Die Erkenntnis der eigenen Armut als ein adventlicher Weg zur Krippe
In dem umfangreichen Briefverkehr von Gertraud von Bullion finden sich zahlreiche seelsorgerliche Briefe. Sie antwortet einer jungen Frau, Marie Heißing, die sich beklagt, dass sie auf ihrem Weg zur Krippe, also auf Weihnachten hin, „nichts zum Schmücken“ hatte. Damit meinte sie vor allem gute Werke, kleine Verzichte und Überwindungen. Zur damaligen Zeit war es guter Brauch, mit diesen Opfern im Advent die Wiege für Jesus zu bereiten, sie gleichsam wie warmes Stroh dem Neugeborenen in seine ärmliche Wiege zu legen. Auch heute greifen viele Menschen diesen Brauch auf und bereiten sich auf Weihnachten, der Geburt Jesu, vor. Gertraud geht auf die „Selbstanklage“ von Marie Heißing ein und öffnet ihr den Blick für eine positive Deutung.

== DATENAUSZUG ==
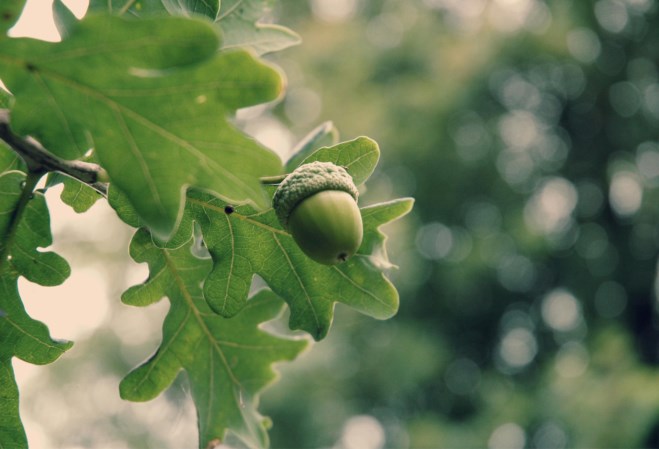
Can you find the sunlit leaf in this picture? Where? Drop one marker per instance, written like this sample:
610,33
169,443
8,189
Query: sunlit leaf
65,20
152,97
228,361
10,10
243,242
239,20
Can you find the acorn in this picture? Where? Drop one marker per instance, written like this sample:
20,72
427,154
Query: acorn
317,204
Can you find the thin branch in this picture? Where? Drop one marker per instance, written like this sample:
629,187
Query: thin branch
26,194
39,160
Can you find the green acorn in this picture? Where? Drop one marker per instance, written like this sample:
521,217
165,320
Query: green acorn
317,204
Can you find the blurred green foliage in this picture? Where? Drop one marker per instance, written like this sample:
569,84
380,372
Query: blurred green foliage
527,132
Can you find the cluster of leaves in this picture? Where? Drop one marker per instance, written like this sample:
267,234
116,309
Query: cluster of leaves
149,96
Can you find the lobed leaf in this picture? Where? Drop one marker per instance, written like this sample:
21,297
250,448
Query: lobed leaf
27,339
152,97
247,242
228,361
76,194
21,336
239,19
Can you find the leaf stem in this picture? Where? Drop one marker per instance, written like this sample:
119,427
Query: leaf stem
272,179
126,7
26,194
39,160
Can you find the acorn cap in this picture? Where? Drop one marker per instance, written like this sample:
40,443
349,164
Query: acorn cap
307,180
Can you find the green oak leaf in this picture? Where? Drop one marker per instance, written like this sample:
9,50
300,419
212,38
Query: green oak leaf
359,157
247,242
239,19
324,135
27,339
152,98
243,242
228,361
42,267
76,194
10,194
21,336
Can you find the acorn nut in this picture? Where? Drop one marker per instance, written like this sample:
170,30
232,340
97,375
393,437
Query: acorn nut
317,204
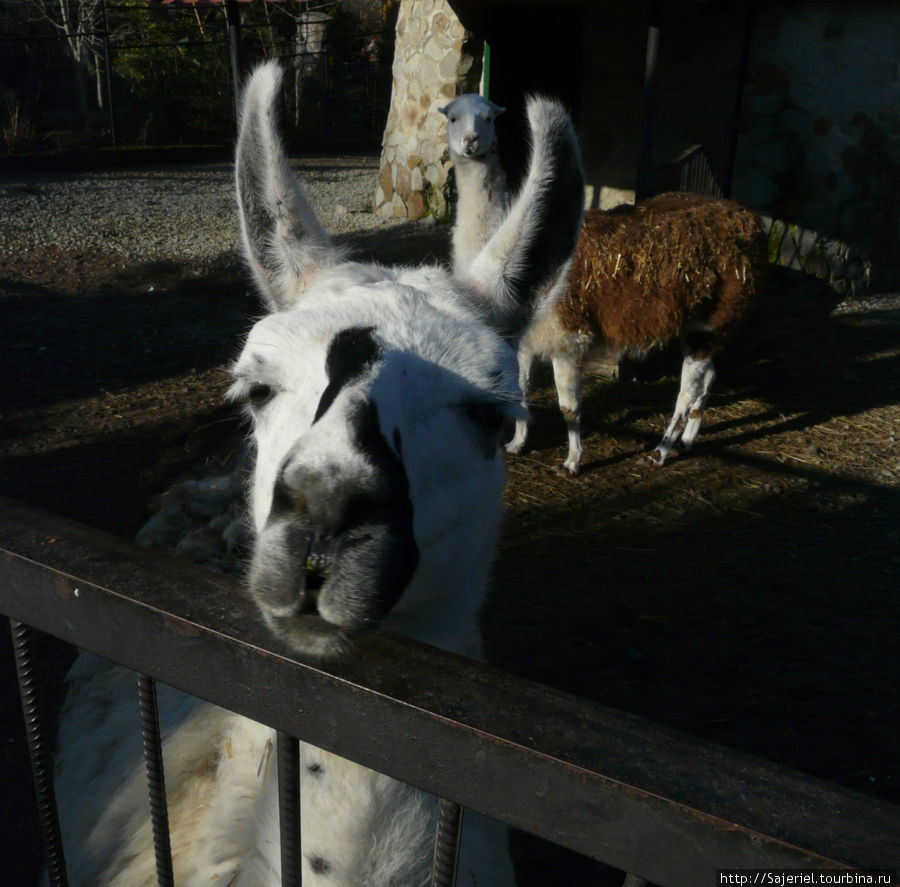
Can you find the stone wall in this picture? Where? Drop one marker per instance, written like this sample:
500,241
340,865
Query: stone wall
435,60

== AUFGABEN UND ÜBUNGEN ==
• a. Zählen Sie alles auf, was laut Lesetext mit „nichts zum Schmücken“ vor allem gemeint war.
• b. Geben Sie aus dem Lesetext wortgetreu den Teil aus, der mit „Die Erkenntnis der“ beginnt und bis „eine positive Deutung.“ weitergeht.

== ERGEBNISSE PRO AUFGABE ==
• a. gute Werke, kleine Verzichte, Überwindungen

• b.
Die Erkenntnis der eigenen Armut als ein adventlicher Weg zur Krippe
In dem umfangreichen Briefverkehr von Gertraud von Bullion finden sich zahlreiche seelsorgerliche Briefe. Sie antwortet einer jungen Frau, Marie Heißing, die sich beklagt, dass sie auf ihrem Weg zur Krippe, also auf Weihnachten hin, „nichts zum Schmücken“ hatte. Damit meinte sie vor allem gute Werke, kleine Verzichte und Überwindungen. Zur damaligen Zeit war es guter Brauch, mit diesen Opfern im Advent die Wiege für Jesus zu bereiten, sie gleichsam wie warmes Stroh dem Neugeborenen in seine ärmliche Wiege zu legen. Auch heute greifen viele Menschen diesen Brauch auf und bereiten sich auf Weihnachten, der Geburt Jesu, vor. Gertraud geht auf die „Selbstanklage“ von Marie Heißing ein und öffnet ihr den Blick für eine positive Deutung.